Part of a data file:
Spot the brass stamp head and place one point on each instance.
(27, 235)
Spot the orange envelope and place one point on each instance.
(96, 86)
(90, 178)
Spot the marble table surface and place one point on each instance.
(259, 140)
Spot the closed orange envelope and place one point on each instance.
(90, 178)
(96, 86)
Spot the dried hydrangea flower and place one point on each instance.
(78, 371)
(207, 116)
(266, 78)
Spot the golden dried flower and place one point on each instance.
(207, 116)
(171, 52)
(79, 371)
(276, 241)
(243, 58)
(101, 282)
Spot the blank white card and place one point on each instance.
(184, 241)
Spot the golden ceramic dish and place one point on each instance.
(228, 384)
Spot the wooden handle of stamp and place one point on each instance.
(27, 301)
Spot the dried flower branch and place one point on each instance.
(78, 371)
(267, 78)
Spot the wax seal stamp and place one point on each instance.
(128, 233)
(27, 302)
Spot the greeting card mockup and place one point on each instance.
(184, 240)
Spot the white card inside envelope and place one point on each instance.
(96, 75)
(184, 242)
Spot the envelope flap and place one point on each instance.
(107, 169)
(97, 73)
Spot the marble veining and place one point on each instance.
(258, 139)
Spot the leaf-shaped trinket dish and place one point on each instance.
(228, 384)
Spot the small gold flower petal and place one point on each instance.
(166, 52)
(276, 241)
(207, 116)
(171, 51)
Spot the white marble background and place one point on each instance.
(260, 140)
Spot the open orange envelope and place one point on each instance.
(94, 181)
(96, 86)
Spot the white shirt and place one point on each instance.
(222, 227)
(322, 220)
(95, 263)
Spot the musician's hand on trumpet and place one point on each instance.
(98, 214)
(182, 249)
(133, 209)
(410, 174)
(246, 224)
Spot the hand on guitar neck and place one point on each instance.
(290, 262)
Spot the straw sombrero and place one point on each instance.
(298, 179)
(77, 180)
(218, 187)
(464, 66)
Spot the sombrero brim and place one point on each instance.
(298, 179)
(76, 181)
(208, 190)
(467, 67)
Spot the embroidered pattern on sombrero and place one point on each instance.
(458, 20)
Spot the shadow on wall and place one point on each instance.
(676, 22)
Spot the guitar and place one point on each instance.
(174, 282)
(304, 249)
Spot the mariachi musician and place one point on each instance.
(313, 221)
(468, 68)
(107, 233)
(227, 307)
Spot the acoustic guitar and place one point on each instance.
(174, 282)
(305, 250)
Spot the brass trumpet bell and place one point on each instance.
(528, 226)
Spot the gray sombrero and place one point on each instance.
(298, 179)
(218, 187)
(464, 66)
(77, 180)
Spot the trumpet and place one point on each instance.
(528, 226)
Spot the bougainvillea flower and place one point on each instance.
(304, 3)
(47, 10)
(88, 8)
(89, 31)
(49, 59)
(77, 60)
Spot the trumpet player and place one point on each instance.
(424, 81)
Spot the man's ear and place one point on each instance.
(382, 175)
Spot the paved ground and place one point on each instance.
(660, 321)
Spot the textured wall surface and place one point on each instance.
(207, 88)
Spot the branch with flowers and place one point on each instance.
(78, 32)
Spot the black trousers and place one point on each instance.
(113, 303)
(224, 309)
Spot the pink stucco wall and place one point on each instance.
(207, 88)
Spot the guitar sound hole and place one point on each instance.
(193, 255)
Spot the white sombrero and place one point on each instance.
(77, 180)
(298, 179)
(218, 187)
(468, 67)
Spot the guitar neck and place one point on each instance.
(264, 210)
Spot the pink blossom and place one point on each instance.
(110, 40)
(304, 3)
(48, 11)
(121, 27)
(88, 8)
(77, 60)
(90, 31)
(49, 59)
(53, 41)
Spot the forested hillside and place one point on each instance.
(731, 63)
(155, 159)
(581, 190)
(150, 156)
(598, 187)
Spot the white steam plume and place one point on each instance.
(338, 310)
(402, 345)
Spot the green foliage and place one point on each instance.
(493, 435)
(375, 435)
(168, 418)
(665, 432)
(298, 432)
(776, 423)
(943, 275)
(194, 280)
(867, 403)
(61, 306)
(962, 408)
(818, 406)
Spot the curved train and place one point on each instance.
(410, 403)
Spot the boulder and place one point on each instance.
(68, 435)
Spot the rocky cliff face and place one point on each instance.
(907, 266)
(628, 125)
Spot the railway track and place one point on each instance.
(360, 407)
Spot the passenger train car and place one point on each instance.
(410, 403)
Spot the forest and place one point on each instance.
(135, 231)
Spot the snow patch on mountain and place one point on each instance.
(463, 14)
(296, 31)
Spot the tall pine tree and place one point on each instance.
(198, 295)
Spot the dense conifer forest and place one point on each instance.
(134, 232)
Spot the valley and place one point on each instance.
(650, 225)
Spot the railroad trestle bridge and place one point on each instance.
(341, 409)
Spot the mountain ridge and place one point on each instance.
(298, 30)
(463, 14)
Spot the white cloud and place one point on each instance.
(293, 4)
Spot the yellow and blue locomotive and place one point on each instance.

Exercise :: Copy out the entire listing above, reproducing every line without any change.

Worked solution ::
Spot the brass stamp head and place one point on each instance.
(27, 235)
Spot the orange envelope and place one point on each instance.
(96, 86)
(90, 178)
Spot the marble table surface and place one point on each instance.
(259, 140)
Spot the closed orange envelope and place one point on each instance.
(90, 178)
(96, 86)
Spot the dried hydrangea flower and place one point on each instance.
(78, 371)
(207, 116)
(266, 78)
Spot the golden dried flower and place one point on each instance.
(207, 116)
(171, 52)
(79, 371)
(276, 241)
(243, 58)
(101, 282)
Spot the blank white card and place one point on each instance.
(184, 241)
Spot the golden ceramic dish and place one point on each instance.
(228, 384)
Spot the wooden handle of stamp and place one point on each instance.
(27, 301)
Spot the dried flower branch and place one point on each instance.
(78, 371)
(267, 78)
Spot the wax seal stamp and place one point on each instance.
(128, 233)
(27, 302)
Spot the greeting card mockup and place one point on each instance.
(184, 240)
Spot the white card inside envelope and place one point on each instance.
(96, 75)
(184, 242)
Spot the envelope flap and place one point on each instance.
(107, 169)
(97, 73)
Spot the marble veining and place one point on each instance.
(258, 139)
Spot the leaf-shaped trinket dish and place one point on each instance.
(228, 384)
Spot the small gold flower petal and place one point on each instance.
(166, 52)
(276, 241)
(207, 116)
(171, 51)
Spot the white marble background and place one point on each instance.
(260, 140)
Spot the open orange envelope and place one point on each instance.
(94, 181)
(96, 86)
Spot the white shirt and place one point on each instance.
(222, 227)
(322, 220)
(95, 263)
Spot the musician's hand on trumpet and place one point on each instance.
(98, 214)
(182, 249)
(133, 209)
(410, 174)
(246, 224)
Spot the hand on guitar neck and place one point on each instance.
(290, 262)
Spot the straw sombrero and place one point on each instance.
(298, 179)
(77, 180)
(218, 187)
(464, 66)
Spot the sombrero brim and place one point on each instance.
(298, 179)
(76, 181)
(208, 190)
(467, 67)
Spot the embroidered pattern on sombrero and place one point on each instance.
(458, 20)
Spot the shadow on wall and place one point on each instance.
(676, 22)
Spot the guitar and place one point on each instance.
(174, 282)
(304, 249)
Spot the mariachi musician and place one point on each instance.
(313, 221)
(468, 68)
(107, 233)
(227, 307)
Spot the acoustic guitar and place one point on each instance.
(174, 282)
(305, 250)
Spot the brass trumpet bell and place one point on each instance.
(528, 226)
Spot the gray sombrero and place one point on each instance.
(298, 179)
(218, 187)
(464, 66)
(77, 180)
Spot the trumpet and place one point on each instance.
(528, 226)
Spot the bougainvillea flower and place one point on each instance.
(304, 3)
(47, 10)
(88, 8)
(89, 31)
(49, 59)
(77, 60)
Spot the trumpet player and place one point on each instance.
(424, 81)
Spot the man's ear and place one point on each instance.
(382, 175)
Spot the paved ground and place one point on each instance.
(660, 321)
Spot the textured wall surface and place one point on each instance.
(207, 88)
Spot the branch with flowers and place one point on each instance.
(78, 32)
Spot the black trousers and place one point on each instance.
(113, 303)
(224, 309)
Spot the pink stucco wall and place one point on each instance.
(207, 88)
Spot the guitar sound hole and place one point on each instance.
(193, 255)
Spot the white sombrero and place one point on each instance.
(77, 180)
(298, 179)
(218, 187)
(468, 67)
Spot the guitar neck and place one point on each instance.
(264, 210)
Spot the pink blossom and place one point on each instance.
(110, 40)
(304, 3)
(48, 11)
(121, 27)
(88, 8)
(77, 60)
(90, 31)
(49, 59)
(53, 41)
Spot the forested hillside and place one point on each instance.
(731, 63)
(155, 159)
(581, 190)
(150, 156)
(598, 187)
Spot the white steam plume and place one point on each instance.
(338, 310)
(402, 345)
Spot the green foliage and place one point on each instance.
(493, 435)
(375, 435)
(168, 418)
(665, 432)
(298, 432)
(776, 423)
(943, 275)
(194, 280)
(867, 403)
(61, 306)
(962, 408)
(818, 406)
Spot the curved train and place one point on each instance.
(410, 403)
Spot the boulder and place one point on each instance.
(68, 435)
Spot the rocky cliff face and place one point on each instance.
(907, 266)
(628, 125)
Spot the railway track and place one point on each instance.
(360, 407)
Spot the passenger train car and place one point on each instance.
(410, 403)
Spot the forest and place one point on each instance.
(135, 231)
Spot the snow patch on mountain and place one point on each instance.
(463, 14)
(296, 31)
Spot the tall pine tree and place one point on each instance.
(198, 295)
Spot the dense conifer forest and place one point on each instance.
(134, 232)
Spot the valley and place one point on each instance.
(650, 225)
Spot the railroad trestle bridge and place one point on each instance.
(341, 409)
Spot the mountain ridge and place one point on each instance.
(298, 30)
(463, 14)
Spot the white cloud and place one point on each instance.
(293, 4)
Spot the yellow and blue locomotive and place one point on each instance.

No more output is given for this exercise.